Exercise
Starting with the line that contains "of the screamers", set down each line through the end of the entries below, exactly and with nothing added.

Records provided
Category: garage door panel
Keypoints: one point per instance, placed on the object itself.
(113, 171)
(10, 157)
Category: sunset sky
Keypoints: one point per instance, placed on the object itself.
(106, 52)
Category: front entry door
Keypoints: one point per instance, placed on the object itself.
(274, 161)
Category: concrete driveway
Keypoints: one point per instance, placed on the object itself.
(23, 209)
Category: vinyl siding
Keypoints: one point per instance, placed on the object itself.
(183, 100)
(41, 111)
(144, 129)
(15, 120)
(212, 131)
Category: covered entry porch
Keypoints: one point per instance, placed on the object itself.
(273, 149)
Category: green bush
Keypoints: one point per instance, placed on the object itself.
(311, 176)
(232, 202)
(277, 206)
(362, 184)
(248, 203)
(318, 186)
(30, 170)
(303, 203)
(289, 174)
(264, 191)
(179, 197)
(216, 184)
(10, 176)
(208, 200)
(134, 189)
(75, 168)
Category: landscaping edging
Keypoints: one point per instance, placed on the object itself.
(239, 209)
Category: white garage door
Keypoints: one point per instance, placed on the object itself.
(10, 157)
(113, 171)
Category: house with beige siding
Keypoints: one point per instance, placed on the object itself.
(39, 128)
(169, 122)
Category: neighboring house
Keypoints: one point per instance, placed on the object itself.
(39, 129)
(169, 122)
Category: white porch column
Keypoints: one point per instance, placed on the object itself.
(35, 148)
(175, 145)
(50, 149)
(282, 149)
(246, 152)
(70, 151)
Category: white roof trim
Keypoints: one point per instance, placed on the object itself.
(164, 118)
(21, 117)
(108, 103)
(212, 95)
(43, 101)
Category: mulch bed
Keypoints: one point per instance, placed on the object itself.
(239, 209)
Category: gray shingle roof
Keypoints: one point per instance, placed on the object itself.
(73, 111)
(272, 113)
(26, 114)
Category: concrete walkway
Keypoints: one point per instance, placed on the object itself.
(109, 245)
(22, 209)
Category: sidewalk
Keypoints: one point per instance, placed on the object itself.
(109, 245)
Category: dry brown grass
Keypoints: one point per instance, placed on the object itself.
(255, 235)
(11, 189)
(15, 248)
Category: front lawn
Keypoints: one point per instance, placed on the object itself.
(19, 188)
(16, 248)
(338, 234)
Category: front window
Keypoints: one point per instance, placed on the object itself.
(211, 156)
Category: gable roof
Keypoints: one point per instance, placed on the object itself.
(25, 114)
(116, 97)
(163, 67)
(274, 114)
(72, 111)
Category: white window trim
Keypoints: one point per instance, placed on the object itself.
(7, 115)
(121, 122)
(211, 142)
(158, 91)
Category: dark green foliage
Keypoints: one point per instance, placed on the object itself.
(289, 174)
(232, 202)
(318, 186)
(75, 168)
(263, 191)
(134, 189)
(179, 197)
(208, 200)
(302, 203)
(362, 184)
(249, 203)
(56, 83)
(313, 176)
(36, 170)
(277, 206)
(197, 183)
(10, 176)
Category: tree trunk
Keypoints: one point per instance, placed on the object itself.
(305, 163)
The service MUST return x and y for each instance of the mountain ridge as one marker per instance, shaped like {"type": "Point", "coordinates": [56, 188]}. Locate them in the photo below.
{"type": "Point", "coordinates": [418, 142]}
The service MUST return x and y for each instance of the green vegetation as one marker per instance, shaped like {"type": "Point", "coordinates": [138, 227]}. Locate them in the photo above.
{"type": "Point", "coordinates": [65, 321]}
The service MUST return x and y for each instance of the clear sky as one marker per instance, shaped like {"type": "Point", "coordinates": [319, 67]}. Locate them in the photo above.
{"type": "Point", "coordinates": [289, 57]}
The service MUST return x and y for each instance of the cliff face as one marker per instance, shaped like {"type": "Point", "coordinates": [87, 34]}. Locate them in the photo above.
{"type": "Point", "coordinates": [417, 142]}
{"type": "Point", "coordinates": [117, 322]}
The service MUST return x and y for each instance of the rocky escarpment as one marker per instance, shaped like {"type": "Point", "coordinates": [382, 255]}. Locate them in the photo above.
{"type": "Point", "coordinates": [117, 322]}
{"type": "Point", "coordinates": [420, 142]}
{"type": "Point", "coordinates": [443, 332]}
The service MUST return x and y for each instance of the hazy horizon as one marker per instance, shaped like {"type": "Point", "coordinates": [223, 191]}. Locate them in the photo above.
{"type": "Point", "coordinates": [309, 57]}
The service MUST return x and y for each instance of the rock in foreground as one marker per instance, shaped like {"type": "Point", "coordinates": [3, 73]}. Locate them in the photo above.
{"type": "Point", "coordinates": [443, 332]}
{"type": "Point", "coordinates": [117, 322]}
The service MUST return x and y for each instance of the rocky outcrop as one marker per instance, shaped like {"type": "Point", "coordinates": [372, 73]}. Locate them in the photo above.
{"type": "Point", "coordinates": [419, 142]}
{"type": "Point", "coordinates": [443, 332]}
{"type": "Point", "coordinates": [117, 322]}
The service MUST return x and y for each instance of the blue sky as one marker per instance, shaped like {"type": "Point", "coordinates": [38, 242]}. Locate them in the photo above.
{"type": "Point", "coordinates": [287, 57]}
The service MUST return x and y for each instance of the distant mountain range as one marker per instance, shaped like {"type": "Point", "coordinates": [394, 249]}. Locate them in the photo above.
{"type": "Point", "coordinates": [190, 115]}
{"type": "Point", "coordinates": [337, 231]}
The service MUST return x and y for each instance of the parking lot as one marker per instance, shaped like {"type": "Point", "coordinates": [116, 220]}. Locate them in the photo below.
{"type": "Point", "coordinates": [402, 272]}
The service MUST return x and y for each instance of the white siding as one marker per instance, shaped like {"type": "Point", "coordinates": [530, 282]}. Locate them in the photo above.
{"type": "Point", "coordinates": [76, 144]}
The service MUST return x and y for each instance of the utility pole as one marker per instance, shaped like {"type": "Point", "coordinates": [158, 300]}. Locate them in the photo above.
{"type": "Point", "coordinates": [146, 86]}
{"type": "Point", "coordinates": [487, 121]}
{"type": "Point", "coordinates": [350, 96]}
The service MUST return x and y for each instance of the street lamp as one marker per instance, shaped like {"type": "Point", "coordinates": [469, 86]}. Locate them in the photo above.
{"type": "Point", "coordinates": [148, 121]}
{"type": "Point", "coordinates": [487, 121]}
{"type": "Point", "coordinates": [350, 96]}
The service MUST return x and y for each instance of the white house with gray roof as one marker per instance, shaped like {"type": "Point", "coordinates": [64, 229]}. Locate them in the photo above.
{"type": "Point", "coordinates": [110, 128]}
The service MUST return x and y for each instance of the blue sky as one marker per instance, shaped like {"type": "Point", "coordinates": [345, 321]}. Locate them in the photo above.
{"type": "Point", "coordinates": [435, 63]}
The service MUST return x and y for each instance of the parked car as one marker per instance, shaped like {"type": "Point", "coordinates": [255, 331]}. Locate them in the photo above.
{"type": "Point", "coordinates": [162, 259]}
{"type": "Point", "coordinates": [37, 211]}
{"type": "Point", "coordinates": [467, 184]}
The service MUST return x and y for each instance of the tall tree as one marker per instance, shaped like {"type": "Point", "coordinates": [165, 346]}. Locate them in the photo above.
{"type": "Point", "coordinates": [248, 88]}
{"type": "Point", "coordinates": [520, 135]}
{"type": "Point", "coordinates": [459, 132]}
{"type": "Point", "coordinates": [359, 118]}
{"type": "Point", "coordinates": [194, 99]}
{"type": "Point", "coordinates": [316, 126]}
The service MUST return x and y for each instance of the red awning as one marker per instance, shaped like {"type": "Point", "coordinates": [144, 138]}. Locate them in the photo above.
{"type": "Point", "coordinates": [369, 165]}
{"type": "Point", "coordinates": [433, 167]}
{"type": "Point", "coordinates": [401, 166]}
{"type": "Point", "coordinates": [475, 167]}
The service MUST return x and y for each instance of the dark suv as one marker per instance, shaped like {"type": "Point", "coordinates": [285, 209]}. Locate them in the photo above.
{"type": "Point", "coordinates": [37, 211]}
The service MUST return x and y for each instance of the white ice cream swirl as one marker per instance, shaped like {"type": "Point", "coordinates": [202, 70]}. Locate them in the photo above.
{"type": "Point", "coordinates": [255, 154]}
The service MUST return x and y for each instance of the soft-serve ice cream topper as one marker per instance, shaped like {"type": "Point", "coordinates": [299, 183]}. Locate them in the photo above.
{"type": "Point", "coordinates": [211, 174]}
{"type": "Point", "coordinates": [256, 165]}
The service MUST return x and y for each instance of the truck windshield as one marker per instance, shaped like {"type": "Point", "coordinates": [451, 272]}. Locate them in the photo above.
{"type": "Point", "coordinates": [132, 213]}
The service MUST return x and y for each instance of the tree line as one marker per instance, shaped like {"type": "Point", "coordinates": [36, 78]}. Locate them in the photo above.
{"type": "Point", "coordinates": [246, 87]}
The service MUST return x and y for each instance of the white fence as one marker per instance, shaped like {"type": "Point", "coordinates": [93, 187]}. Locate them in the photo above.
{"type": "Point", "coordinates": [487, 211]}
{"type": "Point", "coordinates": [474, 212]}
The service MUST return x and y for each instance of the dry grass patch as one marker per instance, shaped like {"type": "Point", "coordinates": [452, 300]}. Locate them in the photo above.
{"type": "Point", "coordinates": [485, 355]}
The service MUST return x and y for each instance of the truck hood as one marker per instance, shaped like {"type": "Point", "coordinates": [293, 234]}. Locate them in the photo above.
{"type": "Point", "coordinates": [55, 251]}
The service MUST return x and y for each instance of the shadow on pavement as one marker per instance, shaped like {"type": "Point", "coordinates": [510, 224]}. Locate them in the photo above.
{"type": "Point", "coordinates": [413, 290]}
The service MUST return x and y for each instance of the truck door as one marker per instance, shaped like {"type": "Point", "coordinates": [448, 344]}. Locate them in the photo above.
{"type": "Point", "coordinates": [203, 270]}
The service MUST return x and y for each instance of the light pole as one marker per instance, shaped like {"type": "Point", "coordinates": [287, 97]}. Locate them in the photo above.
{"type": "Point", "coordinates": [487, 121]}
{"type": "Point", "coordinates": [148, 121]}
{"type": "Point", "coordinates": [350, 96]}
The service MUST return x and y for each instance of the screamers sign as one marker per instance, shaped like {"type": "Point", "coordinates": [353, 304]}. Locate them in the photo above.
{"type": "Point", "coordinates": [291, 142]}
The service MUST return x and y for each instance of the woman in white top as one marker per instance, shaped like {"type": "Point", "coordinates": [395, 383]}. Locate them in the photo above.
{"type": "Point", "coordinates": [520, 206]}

Problem solution
The service MUST return x and y for each instance of the screamers sign as one marker per instance, shaped like {"type": "Point", "coordinates": [353, 304]}. Locate them in the photo above.
{"type": "Point", "coordinates": [291, 142]}
The service MUST return x and y for each instance of the woman in white top as one marker per instance, shaped like {"type": "Point", "coordinates": [395, 383]}. Locate them in the photo above.
{"type": "Point", "coordinates": [520, 206]}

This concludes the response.